* _DATA ROWS_:

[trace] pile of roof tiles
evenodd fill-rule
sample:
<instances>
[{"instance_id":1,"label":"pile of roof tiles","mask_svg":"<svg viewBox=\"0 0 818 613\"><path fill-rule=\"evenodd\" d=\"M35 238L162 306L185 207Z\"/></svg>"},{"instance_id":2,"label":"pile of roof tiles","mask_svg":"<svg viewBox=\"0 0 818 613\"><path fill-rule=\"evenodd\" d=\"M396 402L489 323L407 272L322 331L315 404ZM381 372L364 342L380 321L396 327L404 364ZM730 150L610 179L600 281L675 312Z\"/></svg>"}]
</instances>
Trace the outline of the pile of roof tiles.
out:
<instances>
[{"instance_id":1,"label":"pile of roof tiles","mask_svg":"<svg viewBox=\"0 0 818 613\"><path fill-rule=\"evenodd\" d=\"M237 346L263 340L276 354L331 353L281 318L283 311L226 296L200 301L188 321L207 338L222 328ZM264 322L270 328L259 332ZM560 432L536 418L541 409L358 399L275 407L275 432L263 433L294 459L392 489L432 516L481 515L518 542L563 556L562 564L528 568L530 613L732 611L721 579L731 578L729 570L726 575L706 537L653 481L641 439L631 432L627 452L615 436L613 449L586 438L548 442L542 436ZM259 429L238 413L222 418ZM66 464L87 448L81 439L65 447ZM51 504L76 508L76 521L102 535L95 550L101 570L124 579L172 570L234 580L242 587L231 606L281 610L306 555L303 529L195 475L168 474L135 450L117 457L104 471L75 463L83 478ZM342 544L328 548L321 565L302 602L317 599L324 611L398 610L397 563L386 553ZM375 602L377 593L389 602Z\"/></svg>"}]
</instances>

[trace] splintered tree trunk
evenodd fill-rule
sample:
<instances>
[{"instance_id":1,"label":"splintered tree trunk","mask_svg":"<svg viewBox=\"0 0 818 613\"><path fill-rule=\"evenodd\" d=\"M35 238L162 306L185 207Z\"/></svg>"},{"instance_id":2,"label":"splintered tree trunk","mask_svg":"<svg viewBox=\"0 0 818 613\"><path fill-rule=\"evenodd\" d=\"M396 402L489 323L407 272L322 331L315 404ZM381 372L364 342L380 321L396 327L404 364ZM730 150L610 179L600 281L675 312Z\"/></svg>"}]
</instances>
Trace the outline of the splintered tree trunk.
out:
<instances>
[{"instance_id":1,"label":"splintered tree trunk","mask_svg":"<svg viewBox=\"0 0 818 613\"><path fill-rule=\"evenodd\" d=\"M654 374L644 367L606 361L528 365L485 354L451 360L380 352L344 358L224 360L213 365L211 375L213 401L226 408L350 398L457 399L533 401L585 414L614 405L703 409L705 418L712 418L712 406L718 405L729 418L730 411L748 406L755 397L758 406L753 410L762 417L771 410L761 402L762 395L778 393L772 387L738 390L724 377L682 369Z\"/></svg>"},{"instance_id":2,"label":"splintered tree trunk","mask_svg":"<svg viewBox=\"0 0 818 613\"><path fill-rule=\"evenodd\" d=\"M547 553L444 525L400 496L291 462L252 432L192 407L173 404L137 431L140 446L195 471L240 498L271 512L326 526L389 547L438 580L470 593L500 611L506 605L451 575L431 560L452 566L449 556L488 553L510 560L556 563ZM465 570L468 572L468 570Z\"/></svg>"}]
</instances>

* _AIM_: Render all of the rows above as a JSON array of strings, with one string for each line and blank lines omitted.

* _PROBLEM SOLUTION_:
[
  "[trace] pile of roof tiles",
  "evenodd fill-rule",
  "sample:",
  "<instances>",
  "[{\"instance_id\":1,\"label\":\"pile of roof tiles\",\"mask_svg\":\"<svg viewBox=\\\"0 0 818 613\\\"><path fill-rule=\\\"evenodd\\\" d=\\\"M35 238L162 306L185 207Z\\\"/></svg>\"},{\"instance_id\":2,\"label\":\"pile of roof tiles\",\"mask_svg\":\"<svg viewBox=\\\"0 0 818 613\\\"><path fill-rule=\\\"evenodd\\\" d=\\\"M396 402L489 323L407 272L322 331L315 404ZM381 372L364 342L380 321L396 327L404 364ZM730 150L610 179L600 281L675 312Z\\\"/></svg>\"}]",
  "</instances>",
  "Trace the outline of the pile of roof tiles.",
  "out:",
  "<instances>",
  "[{\"instance_id\":1,\"label\":\"pile of roof tiles\",\"mask_svg\":\"<svg viewBox=\\\"0 0 818 613\\\"><path fill-rule=\\\"evenodd\\\" d=\\\"M237 346L263 340L276 354L331 353L281 318L283 311L226 296L200 301L188 321L207 338L222 328ZM264 322L270 328L259 332ZM560 432L536 418L541 409L358 399L275 407L275 432L263 433L294 459L392 489L432 516L481 515L518 542L563 556L562 564L528 568L530 613L732 611L721 579L731 578L729 570L726 575L706 537L653 481L641 439L631 432L627 452L615 436L613 449L586 438L548 442L542 436ZM259 429L238 413L222 418ZM66 464L87 448L81 439L65 447ZM51 504L76 508L76 521L102 535L95 550L101 570L124 579L172 570L234 580L242 587L231 606L281 610L306 555L303 529L195 475L168 474L135 450L117 457L104 471L75 463L83 478ZM342 544L328 548L321 565L302 602L317 599L324 611L398 610L397 563L386 553ZM375 602L377 593L389 602Z\\\"/></svg>\"}]",
  "</instances>",
  "[trace] splintered tree trunk",
  "evenodd fill-rule",
  "sample:",
  "<instances>",
  "[{\"instance_id\":1,\"label\":\"splintered tree trunk\",\"mask_svg\":\"<svg viewBox=\\\"0 0 818 613\\\"><path fill-rule=\\\"evenodd\\\" d=\\\"M35 238L162 306L185 207Z\\\"/></svg>\"},{\"instance_id\":2,\"label\":\"splintered tree trunk\",\"mask_svg\":\"<svg viewBox=\\\"0 0 818 613\\\"><path fill-rule=\\\"evenodd\\\" d=\\\"M396 402L489 323L407 272L322 331L315 404ZM381 372L364 342L380 321L396 327L404 364ZM730 150L610 179L600 281L675 312Z\\\"/></svg>\"}]",
  "</instances>",
  "Trace the outline of the splintered tree trunk.",
  "out:",
  "<instances>",
  "[{\"instance_id\":1,\"label\":\"splintered tree trunk\",\"mask_svg\":\"<svg viewBox=\\\"0 0 818 613\\\"><path fill-rule=\\\"evenodd\\\" d=\\\"M654 374L644 367L606 361L528 365L485 354L451 360L380 352L344 358L224 360L213 365L211 375L213 401L226 408L350 398L457 399L533 401L585 414L614 405L703 409L705 418L712 418L712 406L718 405L729 418L730 411L748 406L755 397L758 406L753 410L762 417L771 410L761 402L762 395L778 393L772 387L738 390L724 377L682 369Z\\\"/></svg>\"},{\"instance_id\":2,\"label\":\"splintered tree trunk\",\"mask_svg\":\"<svg viewBox=\\\"0 0 818 613\\\"><path fill-rule=\\\"evenodd\\\" d=\\\"M547 553L444 525L400 496L291 462L252 432L192 407L173 404L137 431L140 446L195 471L240 498L271 512L326 526L389 547L438 580L470 593L500 611L506 605L451 575L431 560L452 566L449 556L488 553L510 560L556 563ZM465 570L468 572L468 570Z\\\"/></svg>\"}]",
  "</instances>"
]